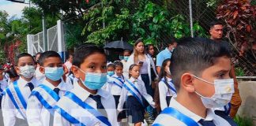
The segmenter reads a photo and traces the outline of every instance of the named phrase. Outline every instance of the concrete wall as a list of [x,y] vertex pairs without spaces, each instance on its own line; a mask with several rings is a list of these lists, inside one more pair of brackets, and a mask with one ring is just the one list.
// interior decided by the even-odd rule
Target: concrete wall
[[252,117],[256,125],[256,81],[239,81],[239,88],[242,105],[238,114]]

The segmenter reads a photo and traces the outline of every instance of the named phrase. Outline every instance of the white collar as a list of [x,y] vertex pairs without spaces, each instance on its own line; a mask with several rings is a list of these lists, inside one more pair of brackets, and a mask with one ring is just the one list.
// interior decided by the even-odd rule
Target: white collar
[[32,83],[34,86],[37,86],[37,80],[33,76],[33,78],[30,81],[27,81],[24,80],[22,77],[20,77],[19,80],[17,80],[17,84],[19,85],[21,84],[23,87],[26,87],[28,83]]
[[43,80],[43,84],[47,86],[48,87],[50,87],[51,90],[54,90],[55,88],[58,88],[59,90],[62,91],[68,91],[69,89],[67,89],[67,85],[66,83],[64,82],[63,79],[61,79],[62,81],[60,83],[58,83],[58,85],[57,86],[57,87],[55,87],[54,85],[52,85],[49,81],[47,81],[46,79]]
[[213,120],[214,117],[214,112],[212,109],[207,109],[207,115],[205,118],[203,118],[194,113],[191,112],[186,107],[184,107],[183,105],[179,103],[175,98],[171,98],[171,102],[170,102],[170,106],[169,107],[172,107],[175,109],[179,109],[182,113],[186,115],[187,117],[190,117],[196,122],[198,122],[201,119],[203,119],[205,120]]

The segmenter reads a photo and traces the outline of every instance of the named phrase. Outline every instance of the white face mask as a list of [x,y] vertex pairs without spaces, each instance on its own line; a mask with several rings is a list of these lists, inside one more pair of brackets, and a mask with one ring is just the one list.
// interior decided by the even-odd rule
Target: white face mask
···
== WHAT TO PRODUCE ==
Set down, word for word, every line from the line that holds "the white face" to the end of the entries above, including both ends.

== RESULT ==
The segmenter reads a photo and traces the outline of every instance of the named phrase. Outline every instance of the white face mask as a list of [x,y] vertex pairs without spaces, each instance on its own line; a mask with several rings is a list of these lists, inside one more pair of brackets, and a mask with one ring is just the one list.
// interior decided by the even-odd rule
Target: white face mask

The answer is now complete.